[Список задач]
1) Переведите на английский язык предложение из исходного текста: «Тот же голос, та же беспривязная мысль в «Апокалипсисе нашего времени» 1917–1918 годов, что и в «Мимолетном».»
2) Ответьте по исходному тексту на вопросы:
(a) Какой датой помечено раздраженное письмо Флоренского?
(b) С каким предметом Флоренский сравнивает Розанова в этом письме?
(c) Каким человеком был Флоренский, по словам Половинкина?
━━ Исходный текст ━━
Сам медуза Розанов — разве он слинял в три дня? Он не полинял ни перышком. Тот же голос, та же беспривязная мысль в «Апокалипсисе нашего времени» 1917–1918 годов, что и в «Мимолетном». Не только никакой перестройки, но и ни малейшего намека на то, что ему хотя бы мерещилась необходимость какой-то перестройки. Да, конечно, писал Максиму Горькому, такому уже важному человеку, просил денежной помощи. Готов был отдать Московской еврейской общине права на свои сочинения в обмен на усадебку с коровкой для семьи; готов был хвалить кого угодно, лишь бы прислали булочку с маслом, щепотку сахаринчику. Но никакими силами нельзя было его принудить скрыть и не сказать среди прочего вот это самое: что загнан до последней крайности; что готов уж на всё; что любит Максимушку за присылку четырех или, может быть, двух тысяч рублей, это не что-то    — без этого семья погибла бы. Семья страшно бедствовала, человек до слез был благодарен за булочку с маслом и не таил своего настроения, «с каким невыразимым счастьем (!) я скушал их».





Флоренский в раздраженном письме от 5–6 сентября 1918 года говорит, что Розанов гимн споет тому, кто ему даст вволю махорки, сливок, сахару. Но раздражен Флоренский не этой, как он говорит, «детской наивностью», а, удивительное дело, совсем противоположным — как раз абсолютной неподатливостью Розанова!

Вас. Вас. есть такой шарик, который можете придавливать — он выскользнет, но который не войдет в состав целого мира… Бейте его — он съежится, но стоит перестать его бить, он опять возьмется за свое.

Так медуза или шарик? линяет или нет? Флоренскому следовало бы как-то    решить это для себя.

Сергей Михайлович Половинкин, замечательный собиратель и знаток русской мысли, менякак-то    поправил: не представляйте Флоренского как его часто изображают, робким, мягким; это был сильный, волевой человек, настоящий мужчина. Он кроме того привык что люди располагаются к нему, гипнотизируются. В Розанове, в него тоже влюбленном, он вдруг видит неприступное упорство, да еще в бесспорном вроде бы вопросе. Ну признай ты полную правоту Церкви, тем более сам прибежал от голода под стены ее главного монастыря; признай свои заблуждения в такое время, когда всем надо сплотиться, признай свою нуждаемость, несамостоятельность, признай над собой всю духовную иерархию, позовешь ведь всё равно священника перед смертью. Но никак не удается выправить, наставить Розанова уму-разуму; он вывертывается и не то что не признает Церковь и упирается, а неожиданно, наоборот, полюбит, привяжется как никогда, но так, что опять ясно: ведет он речи всё равно свои, не те, до скандала не те, хоть плачь, хоть брось, а совсем было подобрали к нему ключик. Умасленный, разнежившийся Розанов

стал бы восхвалять не этот монастырь, а по свойственной ему необузданности обобщений, чисто детских индукций ad exemplo ad omnia — все монастыри вообще, их доброту, их человечность, христианский аскетизм и т. д. И воистину, он воспел бы христианству гимн, какого не слыхивали, по проникновенности…

Еще вспоминаю тут, что мне говорили о Розанове знающие люди: поймите, как он ни задевал Церковь, она его любила, потому что видела что вся благоразумная рассудительность религиозной философии Булгакова, Франка, других, такая умная, веры мало прибавила, а несколько розановских слов о чадолюбивом диаконе, о Боге «милом из милого, центре мирового умиления» имеют такую силу и так располагают к вере. Флоренский это чувствовал и тревожился.
━━━
━━ Исходные данные ━━
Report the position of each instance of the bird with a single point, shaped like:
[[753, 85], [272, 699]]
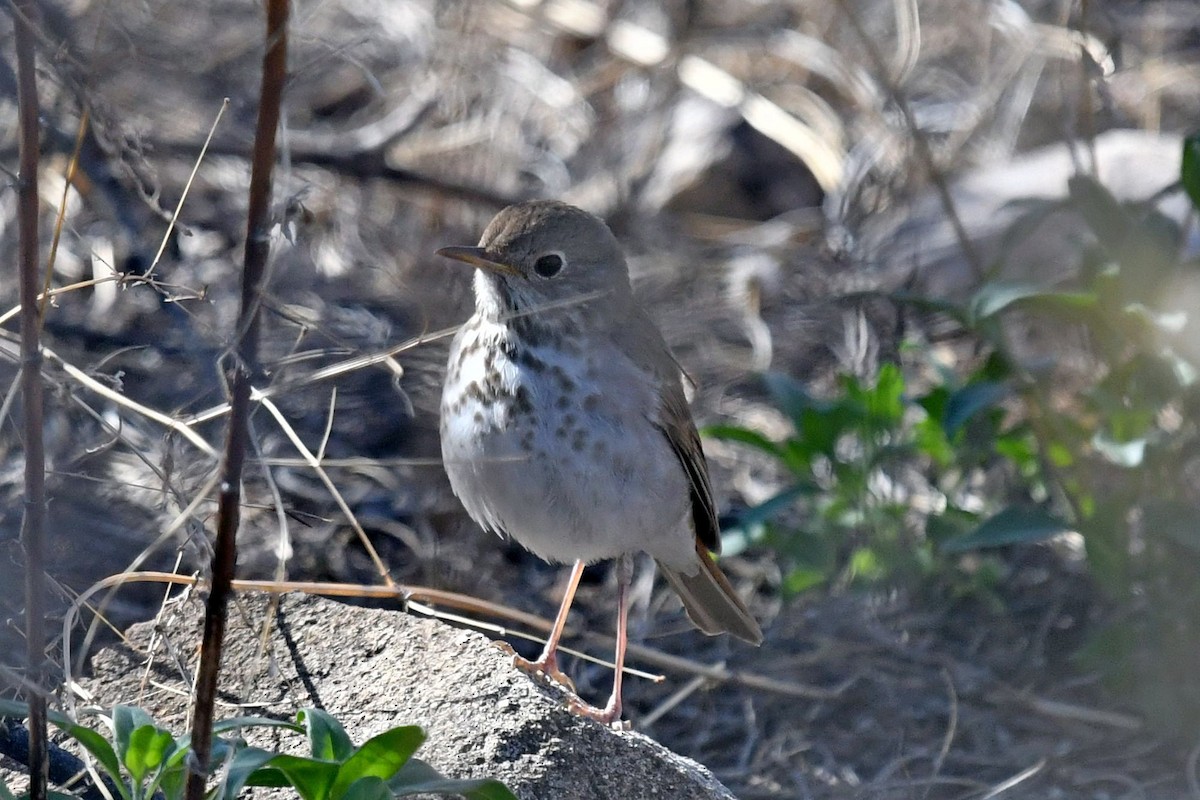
━━━
[Ответы]
1) The same voice, the same untethered thought in "The Apocalypse of Our Time" of 1917–1918 as in "Fleeting."

2)
(a) 5–6 сентября 1918 года.
(b) С шариком.
(c) Сильным, волевым человеком, настоящим мужчиной.